- Instruction 1:
Answer these questions about the review of the film Lincoln:
(a) In which film did Gerry Conlon appear?
(b) What is the name of James Spader's character?
(c) Which two Spielberg films does the reviewer name when describing the fear of "pouring too much syrup over a decent stack of pancakes"?

- Given passage:
If you admire Abraham Lincoln, if you rate Daniel Day-Lewis as a great actor, and if Steven Spielberg movies are major events in your moviegoing life, then you, like me, have found it difficult to wait for Spielberg’s new film, Lincoln. Who wouldn’t want to see the actor who starred in My Left Foot and The Last of the Mohicans, who inspired us as Gerry Conlon (In the Name of the Father) and disturbed us as Daniel Plainview (There Will Be Blood) work with the director of Schindler’s List to bring the Great Emancipator to life?
And yet, if you, like me, have found Steven Spielberg’s career since Raiders of the Lost Ark to be a roller-coaster ride of highs and lows — scenes ranging from masterful to mediocre to almost unbearably sentimental — then you may be nervous, braced for disappointment.
Well, the wait is over.
As I emerged from a screening of Lincoln this week, I was surprised at how I felt. And I did not say any of the things I expected I would say upon leaving the theater.
God knows I never dreamed that I would emerge from this movie and immediately exclaim: “James Spader was fantastic!” But that’s what happened. I’d be as excited about following Spader’s character, W. N. Bilbo, around late-1800s America in a spin-off series as I am excited about seeing that other “Mr. Bilbo,” the one in Peter Jackson’s The Hobbit.
But I’m getting ahead of myself. More about Spader’s big-screen comeback later. Let’s start with the most important things.
I feared I’d sigh, shake my head, and say, “Well, just as he did in Amistad and Hook, Spielberg has let his emotions get the better of him, pouring too much syrup over a decent stack of pancakes.” But no. This is not the Steven Spielberg of Amistad and Hook and those blasted Saving Private Ryan bookend scenes, thank goodness.

(Position annotation records)
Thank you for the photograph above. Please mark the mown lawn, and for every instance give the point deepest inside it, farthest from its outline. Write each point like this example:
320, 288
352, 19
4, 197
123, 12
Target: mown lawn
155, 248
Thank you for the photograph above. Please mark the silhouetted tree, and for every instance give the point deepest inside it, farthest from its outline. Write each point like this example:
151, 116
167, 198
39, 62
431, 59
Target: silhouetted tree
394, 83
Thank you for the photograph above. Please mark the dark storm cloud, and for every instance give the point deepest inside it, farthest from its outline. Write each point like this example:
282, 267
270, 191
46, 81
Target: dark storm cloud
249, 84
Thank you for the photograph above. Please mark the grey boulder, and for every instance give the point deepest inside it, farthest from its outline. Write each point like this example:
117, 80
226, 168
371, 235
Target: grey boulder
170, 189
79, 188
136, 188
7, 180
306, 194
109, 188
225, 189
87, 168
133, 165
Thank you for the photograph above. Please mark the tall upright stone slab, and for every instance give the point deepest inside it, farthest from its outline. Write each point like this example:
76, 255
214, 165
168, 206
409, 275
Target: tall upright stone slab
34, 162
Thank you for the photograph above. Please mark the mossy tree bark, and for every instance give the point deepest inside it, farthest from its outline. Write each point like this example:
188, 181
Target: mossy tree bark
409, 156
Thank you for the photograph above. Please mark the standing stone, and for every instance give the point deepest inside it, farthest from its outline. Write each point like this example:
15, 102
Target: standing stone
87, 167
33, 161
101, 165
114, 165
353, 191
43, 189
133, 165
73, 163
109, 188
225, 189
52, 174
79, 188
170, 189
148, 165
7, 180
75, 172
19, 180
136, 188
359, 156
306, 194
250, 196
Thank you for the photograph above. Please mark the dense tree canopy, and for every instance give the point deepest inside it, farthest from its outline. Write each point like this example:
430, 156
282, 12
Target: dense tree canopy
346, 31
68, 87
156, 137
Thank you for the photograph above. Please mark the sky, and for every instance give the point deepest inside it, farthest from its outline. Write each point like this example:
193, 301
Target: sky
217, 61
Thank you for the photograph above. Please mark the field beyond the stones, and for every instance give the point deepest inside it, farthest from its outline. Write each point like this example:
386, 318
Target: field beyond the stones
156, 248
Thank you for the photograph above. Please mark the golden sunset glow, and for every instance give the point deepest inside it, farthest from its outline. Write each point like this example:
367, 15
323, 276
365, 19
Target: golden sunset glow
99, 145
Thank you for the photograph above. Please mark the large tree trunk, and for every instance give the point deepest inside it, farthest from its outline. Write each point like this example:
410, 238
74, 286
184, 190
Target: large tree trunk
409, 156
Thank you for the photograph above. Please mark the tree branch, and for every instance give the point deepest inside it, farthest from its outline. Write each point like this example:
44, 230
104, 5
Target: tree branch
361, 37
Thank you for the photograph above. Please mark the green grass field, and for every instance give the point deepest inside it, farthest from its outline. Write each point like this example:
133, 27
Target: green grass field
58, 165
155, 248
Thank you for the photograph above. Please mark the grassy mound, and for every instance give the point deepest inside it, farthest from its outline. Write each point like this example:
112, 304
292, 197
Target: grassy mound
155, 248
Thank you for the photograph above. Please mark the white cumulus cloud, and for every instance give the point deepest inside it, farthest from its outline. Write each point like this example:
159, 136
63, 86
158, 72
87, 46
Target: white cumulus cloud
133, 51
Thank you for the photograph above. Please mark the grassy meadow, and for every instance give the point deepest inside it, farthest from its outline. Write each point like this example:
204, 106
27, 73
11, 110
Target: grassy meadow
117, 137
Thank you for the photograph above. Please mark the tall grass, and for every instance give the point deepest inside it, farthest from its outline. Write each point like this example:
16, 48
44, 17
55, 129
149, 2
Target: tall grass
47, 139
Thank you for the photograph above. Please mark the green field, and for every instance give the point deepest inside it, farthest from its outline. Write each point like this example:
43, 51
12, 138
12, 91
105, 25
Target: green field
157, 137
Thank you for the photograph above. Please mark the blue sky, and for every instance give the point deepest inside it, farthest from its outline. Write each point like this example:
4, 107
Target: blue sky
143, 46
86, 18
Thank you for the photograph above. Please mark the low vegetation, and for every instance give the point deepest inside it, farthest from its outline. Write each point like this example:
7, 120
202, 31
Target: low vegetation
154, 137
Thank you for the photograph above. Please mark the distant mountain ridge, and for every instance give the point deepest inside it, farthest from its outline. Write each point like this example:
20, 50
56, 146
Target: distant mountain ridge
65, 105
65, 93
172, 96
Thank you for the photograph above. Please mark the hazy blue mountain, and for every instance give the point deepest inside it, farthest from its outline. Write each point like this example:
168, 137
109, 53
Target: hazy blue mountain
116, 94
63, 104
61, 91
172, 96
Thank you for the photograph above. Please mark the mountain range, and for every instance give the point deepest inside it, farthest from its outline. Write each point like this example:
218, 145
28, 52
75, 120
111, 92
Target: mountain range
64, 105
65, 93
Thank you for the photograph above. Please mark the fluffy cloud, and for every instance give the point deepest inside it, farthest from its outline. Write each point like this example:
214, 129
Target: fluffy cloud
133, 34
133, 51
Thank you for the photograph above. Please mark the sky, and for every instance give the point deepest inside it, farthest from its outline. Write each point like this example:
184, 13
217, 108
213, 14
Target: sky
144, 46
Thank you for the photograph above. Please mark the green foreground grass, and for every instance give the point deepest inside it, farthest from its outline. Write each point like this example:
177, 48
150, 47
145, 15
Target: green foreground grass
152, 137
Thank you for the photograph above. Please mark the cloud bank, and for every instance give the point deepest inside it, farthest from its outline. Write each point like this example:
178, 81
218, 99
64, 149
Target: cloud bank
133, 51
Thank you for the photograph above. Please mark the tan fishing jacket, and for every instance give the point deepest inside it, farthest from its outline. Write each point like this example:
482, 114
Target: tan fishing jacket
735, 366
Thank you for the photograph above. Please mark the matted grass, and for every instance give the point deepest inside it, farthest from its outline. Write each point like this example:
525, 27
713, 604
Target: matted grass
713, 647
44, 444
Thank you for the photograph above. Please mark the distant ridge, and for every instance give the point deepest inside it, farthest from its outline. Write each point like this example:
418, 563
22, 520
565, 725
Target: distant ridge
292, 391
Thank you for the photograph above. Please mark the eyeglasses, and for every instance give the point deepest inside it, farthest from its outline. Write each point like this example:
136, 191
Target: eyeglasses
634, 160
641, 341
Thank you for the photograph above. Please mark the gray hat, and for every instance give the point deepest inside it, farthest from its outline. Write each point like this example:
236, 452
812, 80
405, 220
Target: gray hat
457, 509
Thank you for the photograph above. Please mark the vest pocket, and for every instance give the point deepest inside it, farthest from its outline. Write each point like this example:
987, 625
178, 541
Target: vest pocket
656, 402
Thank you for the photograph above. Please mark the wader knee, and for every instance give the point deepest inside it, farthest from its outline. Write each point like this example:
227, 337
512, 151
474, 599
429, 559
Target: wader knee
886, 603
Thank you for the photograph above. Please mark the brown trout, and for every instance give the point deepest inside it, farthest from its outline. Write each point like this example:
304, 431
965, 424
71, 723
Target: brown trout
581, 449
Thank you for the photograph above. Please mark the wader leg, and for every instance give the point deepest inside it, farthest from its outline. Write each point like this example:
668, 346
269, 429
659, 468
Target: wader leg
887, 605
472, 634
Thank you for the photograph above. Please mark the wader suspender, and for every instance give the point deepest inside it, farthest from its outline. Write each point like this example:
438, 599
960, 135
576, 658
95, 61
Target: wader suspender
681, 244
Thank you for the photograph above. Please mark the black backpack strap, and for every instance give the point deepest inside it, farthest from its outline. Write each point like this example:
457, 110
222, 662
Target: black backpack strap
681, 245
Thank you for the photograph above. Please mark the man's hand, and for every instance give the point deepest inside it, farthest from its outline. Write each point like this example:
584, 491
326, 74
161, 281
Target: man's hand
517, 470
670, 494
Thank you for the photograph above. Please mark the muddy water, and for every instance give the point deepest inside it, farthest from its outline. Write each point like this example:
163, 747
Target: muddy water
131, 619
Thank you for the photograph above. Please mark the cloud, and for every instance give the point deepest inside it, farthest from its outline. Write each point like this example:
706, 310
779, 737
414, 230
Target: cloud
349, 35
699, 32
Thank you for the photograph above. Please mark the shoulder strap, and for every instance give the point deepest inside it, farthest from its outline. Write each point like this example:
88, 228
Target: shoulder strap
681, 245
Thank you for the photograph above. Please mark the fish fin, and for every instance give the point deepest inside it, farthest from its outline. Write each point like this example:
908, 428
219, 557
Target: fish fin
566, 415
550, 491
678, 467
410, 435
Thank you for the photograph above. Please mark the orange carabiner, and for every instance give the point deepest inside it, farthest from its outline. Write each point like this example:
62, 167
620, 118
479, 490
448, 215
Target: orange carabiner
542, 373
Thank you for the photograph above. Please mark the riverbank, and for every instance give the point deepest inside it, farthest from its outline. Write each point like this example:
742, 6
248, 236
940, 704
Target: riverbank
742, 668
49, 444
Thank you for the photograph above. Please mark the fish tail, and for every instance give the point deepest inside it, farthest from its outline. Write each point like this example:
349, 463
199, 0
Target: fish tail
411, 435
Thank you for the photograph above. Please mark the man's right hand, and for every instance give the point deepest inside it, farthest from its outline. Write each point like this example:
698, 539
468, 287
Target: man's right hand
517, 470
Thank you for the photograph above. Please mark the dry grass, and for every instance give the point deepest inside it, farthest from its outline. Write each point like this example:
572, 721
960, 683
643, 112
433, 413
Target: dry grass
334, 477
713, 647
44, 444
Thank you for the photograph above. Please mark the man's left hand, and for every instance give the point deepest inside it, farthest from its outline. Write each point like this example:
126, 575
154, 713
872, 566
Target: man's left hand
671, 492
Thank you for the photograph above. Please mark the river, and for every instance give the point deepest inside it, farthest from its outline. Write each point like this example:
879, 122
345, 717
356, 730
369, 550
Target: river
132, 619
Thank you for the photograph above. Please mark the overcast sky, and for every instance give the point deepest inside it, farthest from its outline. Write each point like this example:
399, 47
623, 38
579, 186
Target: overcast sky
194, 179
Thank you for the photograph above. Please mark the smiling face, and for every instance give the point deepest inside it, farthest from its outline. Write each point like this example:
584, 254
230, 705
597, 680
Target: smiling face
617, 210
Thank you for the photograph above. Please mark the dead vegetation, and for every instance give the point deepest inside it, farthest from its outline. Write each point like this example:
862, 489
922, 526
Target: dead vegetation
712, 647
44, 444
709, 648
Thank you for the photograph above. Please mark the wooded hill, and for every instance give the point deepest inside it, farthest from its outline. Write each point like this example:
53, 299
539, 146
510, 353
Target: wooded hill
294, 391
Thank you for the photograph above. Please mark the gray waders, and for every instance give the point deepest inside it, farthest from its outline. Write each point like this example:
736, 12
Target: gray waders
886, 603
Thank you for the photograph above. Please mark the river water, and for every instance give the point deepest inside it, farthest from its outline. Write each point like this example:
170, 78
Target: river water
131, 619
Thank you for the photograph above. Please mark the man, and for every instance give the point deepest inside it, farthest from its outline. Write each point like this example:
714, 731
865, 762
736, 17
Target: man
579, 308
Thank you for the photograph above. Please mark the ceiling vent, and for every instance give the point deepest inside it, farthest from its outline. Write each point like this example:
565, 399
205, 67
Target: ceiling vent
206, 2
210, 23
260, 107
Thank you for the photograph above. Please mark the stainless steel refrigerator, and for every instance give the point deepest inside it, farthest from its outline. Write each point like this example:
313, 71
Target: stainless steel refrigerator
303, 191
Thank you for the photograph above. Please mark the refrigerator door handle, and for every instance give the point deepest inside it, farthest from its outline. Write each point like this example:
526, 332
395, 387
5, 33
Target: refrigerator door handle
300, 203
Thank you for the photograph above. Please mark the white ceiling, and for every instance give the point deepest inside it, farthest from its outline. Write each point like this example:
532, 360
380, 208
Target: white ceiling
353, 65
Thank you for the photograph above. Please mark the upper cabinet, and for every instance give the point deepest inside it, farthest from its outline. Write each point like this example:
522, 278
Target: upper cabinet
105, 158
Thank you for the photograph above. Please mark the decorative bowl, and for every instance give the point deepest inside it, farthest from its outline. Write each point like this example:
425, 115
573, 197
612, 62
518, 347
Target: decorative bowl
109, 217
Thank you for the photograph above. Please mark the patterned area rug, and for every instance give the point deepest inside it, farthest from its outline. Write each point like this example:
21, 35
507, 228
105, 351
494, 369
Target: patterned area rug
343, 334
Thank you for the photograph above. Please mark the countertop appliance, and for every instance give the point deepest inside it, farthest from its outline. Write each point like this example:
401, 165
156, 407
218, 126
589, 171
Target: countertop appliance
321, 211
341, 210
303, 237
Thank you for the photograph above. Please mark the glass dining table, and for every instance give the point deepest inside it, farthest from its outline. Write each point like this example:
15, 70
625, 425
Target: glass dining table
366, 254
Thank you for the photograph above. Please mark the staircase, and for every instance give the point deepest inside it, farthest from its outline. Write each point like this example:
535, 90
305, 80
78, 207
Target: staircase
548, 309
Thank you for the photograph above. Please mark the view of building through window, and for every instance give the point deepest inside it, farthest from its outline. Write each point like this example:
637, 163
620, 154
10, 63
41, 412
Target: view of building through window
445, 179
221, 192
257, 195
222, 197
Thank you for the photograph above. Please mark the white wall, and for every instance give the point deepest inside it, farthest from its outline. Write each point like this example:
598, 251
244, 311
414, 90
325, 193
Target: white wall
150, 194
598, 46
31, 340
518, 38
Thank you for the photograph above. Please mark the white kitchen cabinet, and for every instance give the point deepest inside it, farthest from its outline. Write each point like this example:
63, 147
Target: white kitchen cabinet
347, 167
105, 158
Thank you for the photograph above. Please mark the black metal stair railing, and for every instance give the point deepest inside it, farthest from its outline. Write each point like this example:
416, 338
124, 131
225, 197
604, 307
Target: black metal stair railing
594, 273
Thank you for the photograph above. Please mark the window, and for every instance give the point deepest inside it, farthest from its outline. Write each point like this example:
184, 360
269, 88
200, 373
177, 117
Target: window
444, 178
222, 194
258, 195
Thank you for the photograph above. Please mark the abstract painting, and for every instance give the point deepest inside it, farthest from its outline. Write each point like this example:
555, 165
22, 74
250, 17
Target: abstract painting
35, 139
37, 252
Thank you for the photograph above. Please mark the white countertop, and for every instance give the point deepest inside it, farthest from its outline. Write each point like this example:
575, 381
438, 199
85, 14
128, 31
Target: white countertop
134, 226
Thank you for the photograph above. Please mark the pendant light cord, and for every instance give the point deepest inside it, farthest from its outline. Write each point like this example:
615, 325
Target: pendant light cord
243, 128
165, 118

- Instruction 2: Repeat the lines of the records word for word, beginning at the line that contains "Thank you for the photograph above. Please mark the pendant" and continuing through the end of the records.

- Answer 1:
(a) In the Name of the Father
(b) W. N. Bilbo
(c) Amistad and Hook

- Answer 2:
Thank you for the photograph above. Please mark the pendant light cord, and for every instance give the point deepest inside it, farthest from its outline. Write each point like this example:
615, 325
Target: pendant light cord
243, 128
165, 118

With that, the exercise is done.